Task requirements> Please rewrite the lines from the one containing "# test: mark the man in dark" through the end of the lines, swapping "one dot per instance" for "one point per instance" and leaving everything else as it is.

Input data>
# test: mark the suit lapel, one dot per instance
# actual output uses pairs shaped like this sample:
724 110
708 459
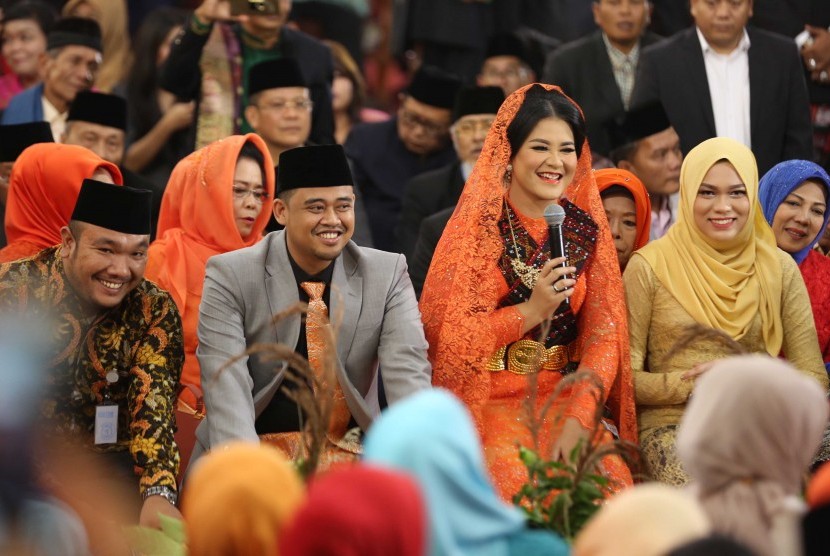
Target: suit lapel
281 289
345 301
696 78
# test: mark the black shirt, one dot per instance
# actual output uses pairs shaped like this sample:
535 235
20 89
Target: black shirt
282 413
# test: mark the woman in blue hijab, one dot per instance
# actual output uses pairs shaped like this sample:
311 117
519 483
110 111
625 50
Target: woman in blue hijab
430 435
794 196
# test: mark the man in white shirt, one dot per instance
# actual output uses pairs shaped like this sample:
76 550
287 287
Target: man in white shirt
720 78
69 66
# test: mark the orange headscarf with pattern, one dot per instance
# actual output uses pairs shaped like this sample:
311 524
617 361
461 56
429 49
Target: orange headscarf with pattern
43 188
461 290
197 221
608 177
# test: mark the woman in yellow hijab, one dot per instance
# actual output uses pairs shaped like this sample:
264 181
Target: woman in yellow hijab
718 266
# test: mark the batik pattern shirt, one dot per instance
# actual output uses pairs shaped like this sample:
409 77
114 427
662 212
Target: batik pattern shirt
139 342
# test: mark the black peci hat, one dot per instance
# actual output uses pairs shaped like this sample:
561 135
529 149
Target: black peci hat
637 124
79 31
114 207
477 100
99 108
15 138
315 166
273 74
434 87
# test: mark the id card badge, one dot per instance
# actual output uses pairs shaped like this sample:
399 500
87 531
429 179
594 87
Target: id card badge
106 424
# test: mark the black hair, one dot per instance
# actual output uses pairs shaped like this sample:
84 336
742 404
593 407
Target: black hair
539 104
36 10
142 81
616 190
249 150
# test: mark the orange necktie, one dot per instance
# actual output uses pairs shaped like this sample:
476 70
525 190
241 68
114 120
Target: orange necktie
317 319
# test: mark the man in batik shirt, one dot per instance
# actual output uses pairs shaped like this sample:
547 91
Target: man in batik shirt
115 349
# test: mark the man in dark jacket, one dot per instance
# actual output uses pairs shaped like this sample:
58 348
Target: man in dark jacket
211 58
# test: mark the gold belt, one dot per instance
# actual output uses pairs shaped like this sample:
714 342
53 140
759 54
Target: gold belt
528 356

Output>
# test: mark the man in dark jacket, one point per instance
# actual output uses pairs shaped like this sample:
58 348
Target: man in dark jacket
211 58
# test: mark the gold belt, one point per instance
# actual output uses pairs shaped like this sample:
714 342
53 140
759 54
Target: gold belt
528 356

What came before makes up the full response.